Title: The Book of Mormon Girl
Author: Joanna Brooks
Genre: Memoir
Year: 2012
Publisher: Free Press
Acquired: From the publisher for review consideration.
Rating:
Review: Joanna Brooks grew up believing she was special. As a member of the Church of Jesus Christ of Latter-Day Saints, Brooks felt set apart from her peers (in a good way) during her childhood, where her parents emphasized love, faith and service.
It wasn’t until Brooks started college at Brigham Young University in the 1990s that she started to see a side of Mormonism she didn’t feel connected to — a church that excommunicated vocal Mormon feminists and a church willing to invest millions of dollars into a California campaign to restrict the rights of gays and lesbians to marry. The Book of Mormon Girl chronicles Brooks childhood in a faith she loved and subsequent struggle to find a way to live that faith despite her distance from its leadership during her adulthood.
Although Brooks writes lovingly and evocatively about her childhood as a Mormon girl, The Book of Mormon Girl really hit its stride for me when Brooks started to write about the rise of Mormon feminism in the 1990s and the subsequent fracturing of Brooks own connection with the Mormon Church. According to Brooks (which I add only because I don’t know anything about this issue other than what I read in this book), in 1992, Mormon feminist historian Lavina Fielding revealed the Strengthening the Members committee — a group organized by elders in the Mormon church to maintain files on members that were deemed critical of church leadership.
As one might expect, many members of the church were critical and frustrated by the revelation. Over the next several years, Mormon Church leadership and critics clashed. In 1993, a high-ranking member of the church gave a speech “declaring that the three greatest ‘dangers’ to the Church were the ‘gay-lesbian movement,’ ‘the feminist movement,’ and the ‘so-called scholars or intellectuals.'” Feminist faculty members were fired from Brigham Young University (and others resigned in protest), and six Mormon feminists were excommunicated.
· · · · ·
Task to carry out: According to the book review above, in what year did Lavina Fielding reveal the Strengthening the Members committee? Please answer in a few words.

Given records:
· · · · ·
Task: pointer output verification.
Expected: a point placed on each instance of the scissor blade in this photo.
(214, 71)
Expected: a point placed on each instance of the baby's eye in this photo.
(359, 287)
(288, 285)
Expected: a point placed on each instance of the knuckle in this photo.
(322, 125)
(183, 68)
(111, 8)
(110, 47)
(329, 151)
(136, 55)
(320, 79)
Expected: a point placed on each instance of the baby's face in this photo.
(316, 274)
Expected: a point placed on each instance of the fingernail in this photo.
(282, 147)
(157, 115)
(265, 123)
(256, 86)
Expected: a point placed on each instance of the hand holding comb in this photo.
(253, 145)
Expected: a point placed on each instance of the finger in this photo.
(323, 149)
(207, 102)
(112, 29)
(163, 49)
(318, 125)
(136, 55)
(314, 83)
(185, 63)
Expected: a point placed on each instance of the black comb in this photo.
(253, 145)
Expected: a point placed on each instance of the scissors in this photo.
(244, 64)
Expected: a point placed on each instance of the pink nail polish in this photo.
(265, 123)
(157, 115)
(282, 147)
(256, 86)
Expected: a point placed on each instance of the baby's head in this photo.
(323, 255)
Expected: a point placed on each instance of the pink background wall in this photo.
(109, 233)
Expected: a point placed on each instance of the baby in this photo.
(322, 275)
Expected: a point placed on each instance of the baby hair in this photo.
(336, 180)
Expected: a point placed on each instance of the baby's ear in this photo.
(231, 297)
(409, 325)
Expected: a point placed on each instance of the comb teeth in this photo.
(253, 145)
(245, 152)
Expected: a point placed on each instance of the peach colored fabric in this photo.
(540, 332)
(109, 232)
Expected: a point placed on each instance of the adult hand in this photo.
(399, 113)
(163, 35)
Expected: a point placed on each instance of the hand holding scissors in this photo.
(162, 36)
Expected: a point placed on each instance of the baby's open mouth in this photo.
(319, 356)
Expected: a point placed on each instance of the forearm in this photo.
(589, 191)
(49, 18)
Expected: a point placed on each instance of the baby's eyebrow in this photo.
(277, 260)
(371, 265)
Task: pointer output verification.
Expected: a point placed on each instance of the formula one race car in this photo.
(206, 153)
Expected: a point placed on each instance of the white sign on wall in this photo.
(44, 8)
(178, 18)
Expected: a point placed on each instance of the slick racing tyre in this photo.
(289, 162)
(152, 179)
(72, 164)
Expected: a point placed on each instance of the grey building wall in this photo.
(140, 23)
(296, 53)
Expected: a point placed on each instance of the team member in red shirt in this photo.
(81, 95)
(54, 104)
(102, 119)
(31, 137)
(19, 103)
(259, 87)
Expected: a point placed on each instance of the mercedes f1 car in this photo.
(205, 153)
· · · · ·
Answer to this exercise: In 1992.